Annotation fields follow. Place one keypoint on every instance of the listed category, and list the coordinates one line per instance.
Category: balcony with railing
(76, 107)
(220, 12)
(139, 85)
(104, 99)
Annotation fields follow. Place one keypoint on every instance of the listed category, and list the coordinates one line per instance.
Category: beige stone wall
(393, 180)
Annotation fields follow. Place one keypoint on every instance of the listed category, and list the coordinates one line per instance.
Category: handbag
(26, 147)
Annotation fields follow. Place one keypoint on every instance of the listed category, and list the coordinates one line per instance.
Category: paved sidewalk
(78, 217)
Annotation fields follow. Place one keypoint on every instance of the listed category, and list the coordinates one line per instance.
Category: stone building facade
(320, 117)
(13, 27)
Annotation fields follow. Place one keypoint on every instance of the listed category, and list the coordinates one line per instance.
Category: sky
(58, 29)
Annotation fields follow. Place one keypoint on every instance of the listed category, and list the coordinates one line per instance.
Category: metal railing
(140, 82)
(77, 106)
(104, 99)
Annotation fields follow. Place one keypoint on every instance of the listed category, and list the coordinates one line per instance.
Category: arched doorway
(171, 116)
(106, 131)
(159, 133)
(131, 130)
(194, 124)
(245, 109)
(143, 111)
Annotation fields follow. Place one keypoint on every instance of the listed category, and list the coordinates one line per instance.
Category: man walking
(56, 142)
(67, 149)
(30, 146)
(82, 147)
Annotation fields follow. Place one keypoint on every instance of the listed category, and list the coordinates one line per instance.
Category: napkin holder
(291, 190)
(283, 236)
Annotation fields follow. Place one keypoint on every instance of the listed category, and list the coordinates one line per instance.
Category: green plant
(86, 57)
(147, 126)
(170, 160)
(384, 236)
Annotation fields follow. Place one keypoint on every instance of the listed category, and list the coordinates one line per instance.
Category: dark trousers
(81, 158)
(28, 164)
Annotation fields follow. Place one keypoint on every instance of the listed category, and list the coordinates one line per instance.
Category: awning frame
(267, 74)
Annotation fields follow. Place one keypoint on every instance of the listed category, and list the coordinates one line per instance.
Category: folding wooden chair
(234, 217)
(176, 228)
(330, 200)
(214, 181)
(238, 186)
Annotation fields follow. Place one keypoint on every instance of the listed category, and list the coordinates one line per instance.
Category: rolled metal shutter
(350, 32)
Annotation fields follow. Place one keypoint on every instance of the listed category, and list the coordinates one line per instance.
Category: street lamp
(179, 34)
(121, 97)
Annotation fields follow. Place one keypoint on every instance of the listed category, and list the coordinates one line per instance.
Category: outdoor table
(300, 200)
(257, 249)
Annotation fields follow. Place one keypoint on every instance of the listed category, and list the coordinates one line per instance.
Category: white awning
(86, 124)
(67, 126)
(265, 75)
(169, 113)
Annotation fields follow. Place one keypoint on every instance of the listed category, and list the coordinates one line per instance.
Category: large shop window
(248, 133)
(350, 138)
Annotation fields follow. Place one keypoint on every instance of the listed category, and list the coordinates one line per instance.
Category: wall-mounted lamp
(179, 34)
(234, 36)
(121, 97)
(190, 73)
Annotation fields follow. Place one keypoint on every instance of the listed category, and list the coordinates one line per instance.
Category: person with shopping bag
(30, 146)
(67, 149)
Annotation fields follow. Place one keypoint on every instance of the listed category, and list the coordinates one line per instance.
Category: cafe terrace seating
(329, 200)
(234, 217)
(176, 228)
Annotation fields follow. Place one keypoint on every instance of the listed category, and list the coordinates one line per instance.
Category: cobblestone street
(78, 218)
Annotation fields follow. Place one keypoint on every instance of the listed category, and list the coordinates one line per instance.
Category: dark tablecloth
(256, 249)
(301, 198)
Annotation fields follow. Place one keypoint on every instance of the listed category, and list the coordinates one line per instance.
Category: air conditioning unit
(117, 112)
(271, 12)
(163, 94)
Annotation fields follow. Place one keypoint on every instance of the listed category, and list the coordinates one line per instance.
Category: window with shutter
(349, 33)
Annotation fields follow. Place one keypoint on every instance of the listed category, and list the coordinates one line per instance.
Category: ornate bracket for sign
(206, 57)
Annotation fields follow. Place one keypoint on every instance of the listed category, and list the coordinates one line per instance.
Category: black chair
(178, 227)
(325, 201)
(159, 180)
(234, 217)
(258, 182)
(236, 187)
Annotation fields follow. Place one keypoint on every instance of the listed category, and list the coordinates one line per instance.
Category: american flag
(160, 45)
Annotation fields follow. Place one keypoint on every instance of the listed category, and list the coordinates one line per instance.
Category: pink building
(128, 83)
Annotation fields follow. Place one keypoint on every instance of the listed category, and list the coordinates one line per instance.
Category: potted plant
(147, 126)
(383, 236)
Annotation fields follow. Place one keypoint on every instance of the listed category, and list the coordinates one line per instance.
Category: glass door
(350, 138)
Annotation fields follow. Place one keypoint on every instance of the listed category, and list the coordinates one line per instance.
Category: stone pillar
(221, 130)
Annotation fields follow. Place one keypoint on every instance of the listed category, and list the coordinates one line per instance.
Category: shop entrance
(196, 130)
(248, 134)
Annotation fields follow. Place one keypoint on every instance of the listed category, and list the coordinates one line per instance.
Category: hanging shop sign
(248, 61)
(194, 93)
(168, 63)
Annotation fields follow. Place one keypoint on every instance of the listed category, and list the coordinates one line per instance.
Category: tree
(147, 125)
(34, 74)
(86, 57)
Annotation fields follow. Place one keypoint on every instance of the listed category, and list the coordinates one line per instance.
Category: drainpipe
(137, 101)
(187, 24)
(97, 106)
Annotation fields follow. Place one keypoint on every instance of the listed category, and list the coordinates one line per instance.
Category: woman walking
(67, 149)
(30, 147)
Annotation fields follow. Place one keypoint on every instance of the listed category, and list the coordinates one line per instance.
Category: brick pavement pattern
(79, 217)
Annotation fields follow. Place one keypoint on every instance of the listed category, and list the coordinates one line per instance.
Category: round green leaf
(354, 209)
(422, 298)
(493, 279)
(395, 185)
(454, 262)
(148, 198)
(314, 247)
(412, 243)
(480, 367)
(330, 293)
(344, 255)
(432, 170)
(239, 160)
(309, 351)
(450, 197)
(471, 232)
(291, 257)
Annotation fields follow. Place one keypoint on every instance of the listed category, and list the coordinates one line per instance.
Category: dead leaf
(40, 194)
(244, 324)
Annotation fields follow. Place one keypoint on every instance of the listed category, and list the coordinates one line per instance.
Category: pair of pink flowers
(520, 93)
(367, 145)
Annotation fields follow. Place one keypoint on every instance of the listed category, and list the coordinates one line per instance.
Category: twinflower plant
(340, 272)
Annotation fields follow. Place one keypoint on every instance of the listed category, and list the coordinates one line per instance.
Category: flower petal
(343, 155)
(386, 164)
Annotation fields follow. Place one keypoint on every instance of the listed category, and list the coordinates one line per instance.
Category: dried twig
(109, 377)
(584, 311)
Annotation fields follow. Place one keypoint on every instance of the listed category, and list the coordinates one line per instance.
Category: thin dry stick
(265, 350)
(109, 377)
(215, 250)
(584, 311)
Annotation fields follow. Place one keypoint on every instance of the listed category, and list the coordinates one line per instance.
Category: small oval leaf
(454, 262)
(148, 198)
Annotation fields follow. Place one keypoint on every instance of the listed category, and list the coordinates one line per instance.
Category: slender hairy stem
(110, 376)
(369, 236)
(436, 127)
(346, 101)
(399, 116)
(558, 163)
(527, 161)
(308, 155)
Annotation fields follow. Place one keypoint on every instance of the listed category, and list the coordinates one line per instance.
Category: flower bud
§ §
Extract all of the data shown above and repeat it verbatim.

- _OUTPUT OF THE TASK_
Annotation fields follow. Place one keypoint on every instance of the listed category, and list the coordinates one line per instance.
Category: balcony with railing
(76, 107)
(220, 12)
(139, 85)
(104, 99)
Annotation fields follow. Place one keypoint on every instance of the listed category, and list the coordinates one line per instance.
Category: beige stone wall
(393, 180)
Annotation fields follow. Place one keypoint on every instance of the listed category, and list the coordinates one line per instance.
Category: handbag
(26, 147)
Annotation fields follow. Place one keypoint on every instance of the listed category, and list the coordinates one line per instance.
Category: paved sidewalk
(78, 217)
Annotation fields follow. Place one keypoint on every instance of the listed category, and list the coordinates one line per instance.
Category: stone building facade
(320, 117)
(13, 27)
Annotation fields follow. Place one keypoint on every instance of the listed category, and list the coordinates one line per instance.
Category: sky
(58, 29)
Annotation fields follow. Place one keypoint on every instance of the listed category, and list the coordinates one line per instance.
Category: metal railing
(140, 82)
(77, 106)
(104, 99)
Annotation fields follow. Place one keypoint on every instance of the listed category, and list the coordinates one line per instance.
Category: arched doorway
(171, 116)
(106, 131)
(159, 133)
(131, 130)
(194, 124)
(245, 109)
(143, 111)
Annotation fields follow. Place one keypoint on every instance of the listed category, and list the coordinates one line per instance.
Category: man walking
(56, 142)
(67, 149)
(30, 146)
(82, 147)
Annotation fields follow. Place one keypoint on every instance of the listed category, and list the coordinates one line per instance.
Category: napkin holder
(291, 190)
(283, 236)
Annotation fields follow. Place one keypoint on every instance of the listed category, and list the coordinates one line per instance.
Category: green plant
(86, 57)
(147, 126)
(170, 160)
(384, 236)
Annotation fields follow. Place one keypoint on every instance of the listed category, and list the coordinates one line per instance.
Category: dark trousers
(81, 158)
(28, 164)
Annotation fields follow. Place one keypoint on every instance of the listed category, and list the coordinates one line per instance.
Category: awning frame
(267, 74)
Annotation fields follow. Place one keypoint on every instance of the listed category, and list the coordinates one line per instance.
Category: folding wooden chair
(234, 217)
(176, 228)
(330, 200)
(214, 181)
(238, 186)
Annotation fields follow. Place one keypoint on every instance of the listed category, and list the coordinates one line per instance.
Category: rolled metal shutter
(350, 32)
Annotation fields follow. Place one keypoint on every instance of the listed category, and list the coordinates one line per instance.
Category: street lamp
(179, 34)
(121, 97)
Annotation fields follow. Place one keypoint on every instance of the listed category, and list the coordinates one line per instance.
Category: outdoor table
(300, 200)
(257, 249)
Annotation fields follow. Place one keypoint on every instance of the listed category, and list the coordinates one line per instance.
Category: white awning
(86, 124)
(67, 126)
(265, 75)
(169, 113)
Annotation fields follow. Place one keypoint on every instance of the listed category, and list the coordinates one line per instance.
Category: large shop window
(248, 133)
(350, 138)
Annotation fields follow. Place one keypoint on every instance of the listed category, and list the coordinates one line per instance.
Category: wall-mounted lamp
(179, 34)
(234, 36)
(121, 97)
(190, 73)
Annotation fields follow. Place one keypoint on every instance of the listed category, and list the coordinates one line per instance.
Category: person with shopping bag
(30, 146)
(67, 149)
Annotation fields follow. Place one keypoint on every instance of the listed category, and list the coordinates one line per instance.
Category: cafe terrace seating
(329, 200)
(234, 217)
(176, 228)
Annotation fields follow. Place one keypoint on every instance of the listed category, and list the coordinates one line per instance.
Category: cobblestone street
(78, 218)
Annotation fields follow. Place one keypoint on every instance of the listed category, and list the coordinates one line per instance.
Category: dark tablecloth
(256, 249)
(301, 198)
Annotation fields follow. Place one keypoint on every instance of the listed category, and list the coordinates one line per instance.
Category: air conditioning unit
(117, 112)
(271, 12)
(163, 94)
Annotation fields follow. Place one keypoint on every instance of the listed category, and list the coordinates one line per instance.
Category: window with shutter
(349, 33)
Annotation fields follow. Place one keypoint on every instance of the listed category, and list the coordinates one line per instance.
Category: ornate bracket for sign
(206, 57)
Annotation fields follow. Place one keypoint on every instance of the listed category, and list the coordinates one line per instance.
Category: black chair
(178, 227)
(325, 201)
(159, 180)
(234, 217)
(258, 182)
(236, 187)
Annotation fields follow. Place one keypoint on every instance of the listed category, and list the coordinates one line per instance.
Category: american flag
(160, 45)
Annotation fields follow. Place one keypoint on every instance of the listed category, and list the coordinates one line per instance.
Category: pink building
(128, 83)
Annotation fields follow. Place one keypoint on every instance of the listed category, and list the coordinates one line per instance.
Category: potted plant
(147, 126)
(383, 236)
Annotation fields follow. Place one keypoint on every instance of the listed category, and list the coordinates one line per instance.
Category: glass door
(350, 138)
Annotation fields follow. Place one keypoint on every instance of the listed category, and list the coordinates one line per instance.
Category: stone pillar
(221, 130)
Annotation fields follow. Place one keypoint on every instance of the listed category, and list the coordinates one line per instance.
Category: shop entrance
(196, 130)
(248, 134)
Annotation fields follow. Place one keypoint on every instance of the listed category, and list the coordinates one line per instance.
Category: hanging shop sign
(248, 61)
(194, 93)
(168, 63)
Annotation fields follow. Place one keypoint on every instance of the listed category, and list the coordinates one line per instance.
Category: tree
(147, 125)
(34, 74)
(86, 57)
Annotation fields follow. Place one keypoint on every instance of the listed category, and list the coordinates one line per instance.
Category: drainpipe
(137, 101)
(187, 24)
(97, 106)
Annotation fields follow. Place one keypoint on every instance of the listed category, and list the coordinates one line per instance.
Category: woman walking
(67, 149)
(30, 147)
Annotation fields follow. Place one keypoint on every instance of the listed category, and list the coordinates one line per instance.
Category: brick pavement pattern
(79, 217)
Annotation fields follow. Place one keypoint on every instance of the listed category, and list the coordinates one line per instance.
Category: round green leaf
(354, 209)
(422, 298)
(493, 279)
(395, 185)
(454, 262)
(148, 198)
(314, 247)
(412, 243)
(480, 367)
(330, 293)
(344, 255)
(432, 170)
(239, 160)
(309, 351)
(450, 197)
(471, 232)
(291, 257)
Annotation fields follow. Place one keypoint on every instance of the listed category, and list the coordinates one line per instance.
Category: dead leaf
(40, 194)
(244, 324)
Annotation fields follow. Place one keypoint on every instance of the listed category, and list the coordinates one line per instance.
Category: pair of pink flowers
(520, 93)
(367, 145)
Annotation fields follow. Place one keypoint on every instance of the listed category, and list the coordinates one line per instance.
Category: twinflower plant
(340, 272)
Annotation fields follow. Place one keypoint on every instance of the listed category, and list the coordinates one line per instance.
Category: flower petal
(343, 155)
(386, 164)
Annotation fields follow. Place one keypoint on every instance of the listed category, and list the coordinates one line per instance.
Category: dried twig
(109, 377)
(584, 311)
Annotation fields follow. Place one keypoint on every instance of the listed category, and list the coordinates one line per instance.
Category: thin dry stick
(265, 350)
(109, 377)
(215, 250)
(584, 311)
Annotation fields follow. Place one keypoint on every instance of the listed category, and list the coordinates one line per instance.
Category: small oval leaf
(454, 262)
(148, 198)
Annotation fields follow. Place one keypoint on every instance of the listed category, and list the coordinates one line per instance.
Category: slender hairy stem
(110, 376)
(369, 236)
(436, 127)
(346, 101)
(399, 116)
(558, 163)
(527, 161)
(308, 155)
Annotation fields follow. Place one keypoint on every instance of the listed category, and list the coordinates one line per instance.
Category: flower bud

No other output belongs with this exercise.